Task prompt: Tally the lines below that contain the word "metal", and reply with only that number.

Data records:

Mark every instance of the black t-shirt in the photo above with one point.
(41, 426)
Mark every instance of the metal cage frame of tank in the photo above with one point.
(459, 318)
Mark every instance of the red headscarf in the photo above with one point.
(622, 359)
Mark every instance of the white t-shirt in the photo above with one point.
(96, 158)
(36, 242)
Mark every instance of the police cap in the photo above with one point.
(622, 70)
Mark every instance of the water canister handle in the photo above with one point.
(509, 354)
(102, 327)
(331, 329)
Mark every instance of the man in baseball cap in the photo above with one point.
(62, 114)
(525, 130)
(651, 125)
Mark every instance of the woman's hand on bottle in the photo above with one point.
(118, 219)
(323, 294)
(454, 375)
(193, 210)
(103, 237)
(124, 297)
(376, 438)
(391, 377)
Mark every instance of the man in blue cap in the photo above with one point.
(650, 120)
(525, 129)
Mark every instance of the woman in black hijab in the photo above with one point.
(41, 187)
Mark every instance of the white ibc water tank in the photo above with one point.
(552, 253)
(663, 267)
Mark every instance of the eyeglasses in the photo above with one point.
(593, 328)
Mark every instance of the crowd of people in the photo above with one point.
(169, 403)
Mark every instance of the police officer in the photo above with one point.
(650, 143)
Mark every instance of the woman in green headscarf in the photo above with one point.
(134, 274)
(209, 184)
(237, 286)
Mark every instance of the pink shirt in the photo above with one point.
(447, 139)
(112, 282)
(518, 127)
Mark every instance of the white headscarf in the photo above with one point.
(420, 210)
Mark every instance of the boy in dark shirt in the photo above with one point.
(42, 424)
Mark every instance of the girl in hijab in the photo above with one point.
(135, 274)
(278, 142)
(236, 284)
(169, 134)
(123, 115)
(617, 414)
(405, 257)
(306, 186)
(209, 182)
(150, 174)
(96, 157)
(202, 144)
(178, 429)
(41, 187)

--

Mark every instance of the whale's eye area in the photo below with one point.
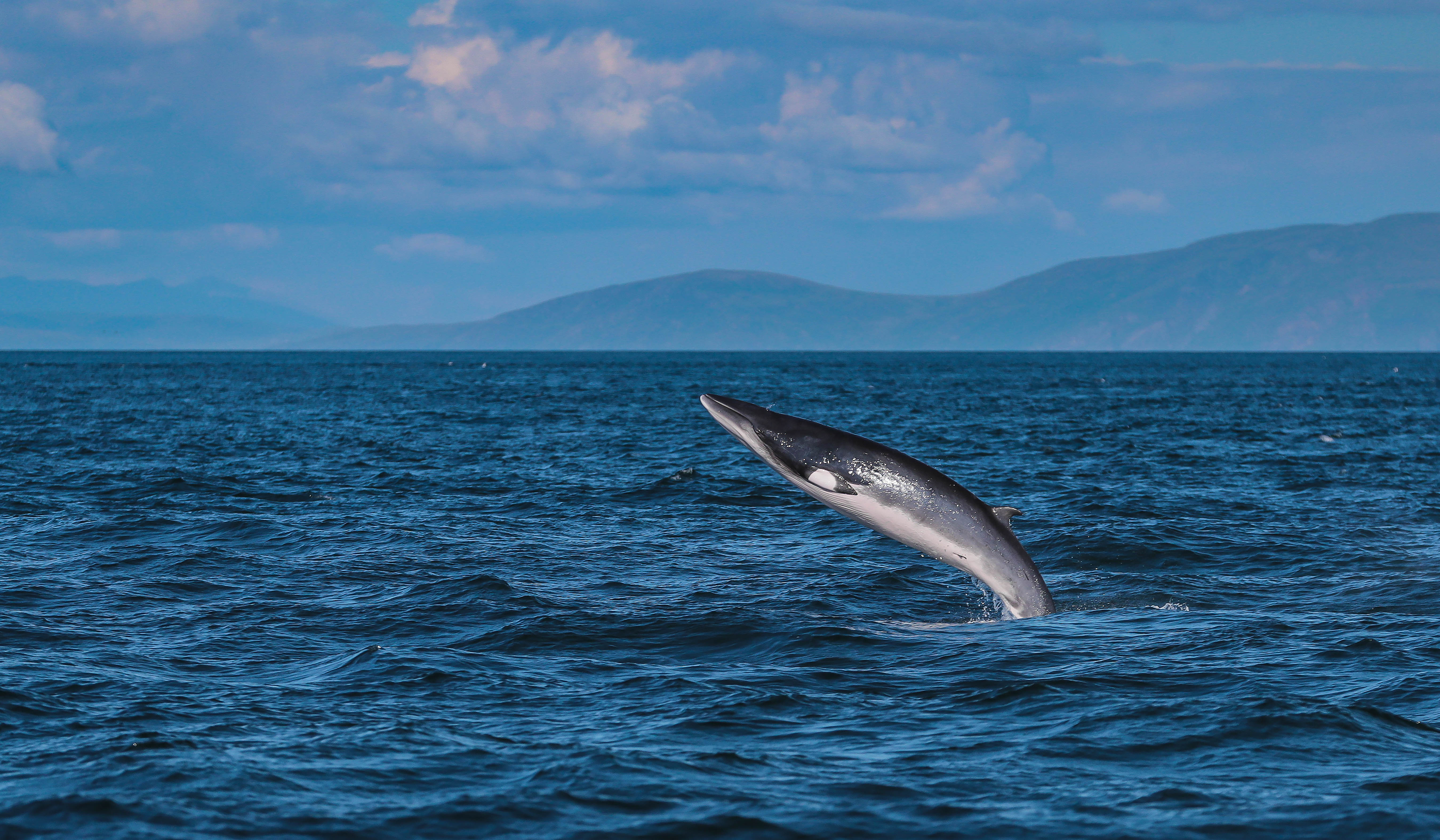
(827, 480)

==

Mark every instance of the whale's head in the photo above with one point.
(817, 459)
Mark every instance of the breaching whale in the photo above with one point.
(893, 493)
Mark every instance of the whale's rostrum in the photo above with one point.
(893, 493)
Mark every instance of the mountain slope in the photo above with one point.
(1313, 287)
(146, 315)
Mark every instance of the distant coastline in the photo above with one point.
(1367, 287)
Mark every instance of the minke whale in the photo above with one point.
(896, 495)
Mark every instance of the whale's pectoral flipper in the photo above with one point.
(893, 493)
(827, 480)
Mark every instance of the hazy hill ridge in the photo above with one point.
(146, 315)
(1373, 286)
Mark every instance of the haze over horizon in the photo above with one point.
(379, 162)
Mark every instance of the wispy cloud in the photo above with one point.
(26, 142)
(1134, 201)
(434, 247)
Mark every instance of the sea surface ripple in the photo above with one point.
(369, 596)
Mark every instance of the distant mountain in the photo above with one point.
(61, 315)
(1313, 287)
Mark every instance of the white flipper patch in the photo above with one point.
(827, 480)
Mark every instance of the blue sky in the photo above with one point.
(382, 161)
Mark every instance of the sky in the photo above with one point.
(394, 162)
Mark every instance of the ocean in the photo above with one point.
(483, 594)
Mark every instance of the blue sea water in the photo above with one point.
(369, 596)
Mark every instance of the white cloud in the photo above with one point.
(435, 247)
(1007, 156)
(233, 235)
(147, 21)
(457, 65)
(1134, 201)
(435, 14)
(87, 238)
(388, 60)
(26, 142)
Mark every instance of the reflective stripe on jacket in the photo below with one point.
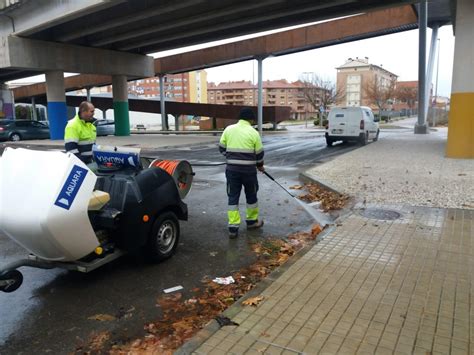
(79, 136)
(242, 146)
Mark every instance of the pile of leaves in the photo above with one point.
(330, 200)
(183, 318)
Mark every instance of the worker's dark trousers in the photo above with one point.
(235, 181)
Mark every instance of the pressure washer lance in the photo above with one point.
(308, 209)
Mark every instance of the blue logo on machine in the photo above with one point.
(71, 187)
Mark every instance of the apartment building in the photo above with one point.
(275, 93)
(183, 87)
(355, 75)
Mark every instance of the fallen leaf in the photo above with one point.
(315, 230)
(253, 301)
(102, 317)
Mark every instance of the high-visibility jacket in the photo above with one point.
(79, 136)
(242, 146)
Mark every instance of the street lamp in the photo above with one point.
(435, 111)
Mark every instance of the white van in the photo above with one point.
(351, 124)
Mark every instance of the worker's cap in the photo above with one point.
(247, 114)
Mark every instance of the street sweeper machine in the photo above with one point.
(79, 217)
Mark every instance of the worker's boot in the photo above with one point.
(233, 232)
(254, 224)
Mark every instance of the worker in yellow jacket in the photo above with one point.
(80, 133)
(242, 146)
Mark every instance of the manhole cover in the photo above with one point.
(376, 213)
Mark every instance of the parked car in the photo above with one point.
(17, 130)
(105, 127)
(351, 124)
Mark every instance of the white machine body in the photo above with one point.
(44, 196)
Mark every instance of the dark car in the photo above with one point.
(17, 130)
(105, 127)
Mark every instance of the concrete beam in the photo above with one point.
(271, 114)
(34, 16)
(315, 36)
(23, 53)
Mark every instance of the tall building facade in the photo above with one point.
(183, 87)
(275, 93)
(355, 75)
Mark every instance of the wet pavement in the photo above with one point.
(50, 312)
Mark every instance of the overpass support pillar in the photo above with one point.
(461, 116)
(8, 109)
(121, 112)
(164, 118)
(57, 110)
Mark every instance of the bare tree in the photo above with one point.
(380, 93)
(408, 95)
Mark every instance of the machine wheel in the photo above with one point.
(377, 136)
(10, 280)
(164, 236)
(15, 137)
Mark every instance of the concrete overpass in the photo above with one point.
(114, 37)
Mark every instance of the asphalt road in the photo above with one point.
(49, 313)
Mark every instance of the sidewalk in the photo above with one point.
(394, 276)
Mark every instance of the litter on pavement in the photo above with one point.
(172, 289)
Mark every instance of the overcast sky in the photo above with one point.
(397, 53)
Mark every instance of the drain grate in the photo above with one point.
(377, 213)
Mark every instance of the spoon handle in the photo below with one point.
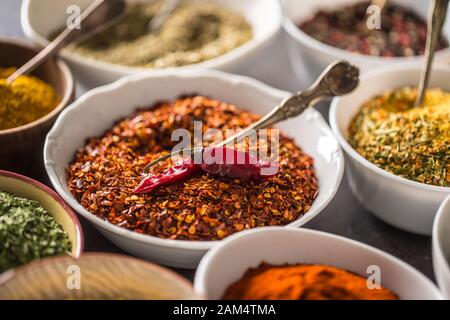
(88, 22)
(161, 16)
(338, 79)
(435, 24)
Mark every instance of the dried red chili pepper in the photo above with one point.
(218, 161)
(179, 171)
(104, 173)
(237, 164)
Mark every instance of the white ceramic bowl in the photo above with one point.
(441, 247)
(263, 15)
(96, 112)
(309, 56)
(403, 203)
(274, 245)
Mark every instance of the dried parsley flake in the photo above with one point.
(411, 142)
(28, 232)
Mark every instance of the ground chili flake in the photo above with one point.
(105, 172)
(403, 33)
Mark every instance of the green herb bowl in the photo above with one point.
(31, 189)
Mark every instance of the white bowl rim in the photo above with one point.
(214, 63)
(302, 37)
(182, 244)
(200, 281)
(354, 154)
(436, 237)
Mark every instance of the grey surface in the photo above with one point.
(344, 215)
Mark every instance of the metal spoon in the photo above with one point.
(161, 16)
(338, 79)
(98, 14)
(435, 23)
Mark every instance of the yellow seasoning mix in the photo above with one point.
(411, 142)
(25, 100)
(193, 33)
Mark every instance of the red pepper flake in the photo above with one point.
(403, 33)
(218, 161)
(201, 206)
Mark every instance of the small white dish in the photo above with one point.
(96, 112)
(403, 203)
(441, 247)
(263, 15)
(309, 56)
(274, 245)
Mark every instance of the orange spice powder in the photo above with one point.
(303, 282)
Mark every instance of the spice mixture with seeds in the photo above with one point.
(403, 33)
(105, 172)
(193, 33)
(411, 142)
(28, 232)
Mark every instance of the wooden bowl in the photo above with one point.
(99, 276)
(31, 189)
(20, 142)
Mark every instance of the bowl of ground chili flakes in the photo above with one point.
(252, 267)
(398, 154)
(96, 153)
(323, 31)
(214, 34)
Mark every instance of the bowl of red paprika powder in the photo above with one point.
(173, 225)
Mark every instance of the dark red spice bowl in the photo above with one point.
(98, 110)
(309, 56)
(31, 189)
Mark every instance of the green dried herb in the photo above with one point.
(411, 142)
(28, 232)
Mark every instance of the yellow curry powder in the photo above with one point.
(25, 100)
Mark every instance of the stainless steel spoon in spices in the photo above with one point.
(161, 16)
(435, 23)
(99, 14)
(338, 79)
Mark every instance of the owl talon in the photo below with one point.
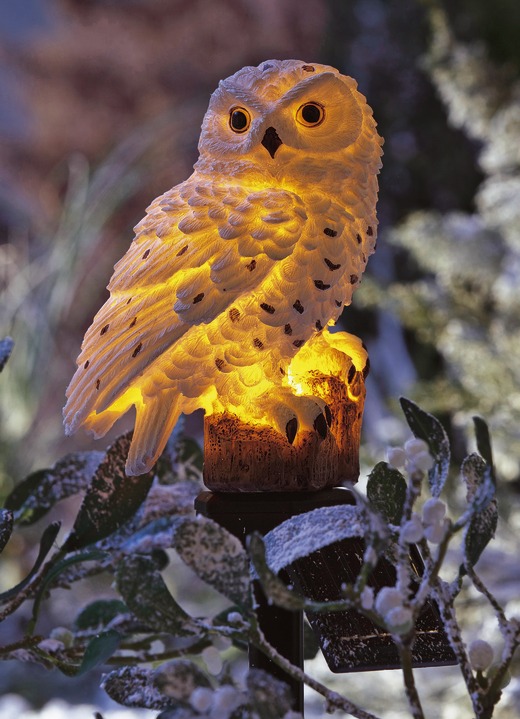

The solution: 2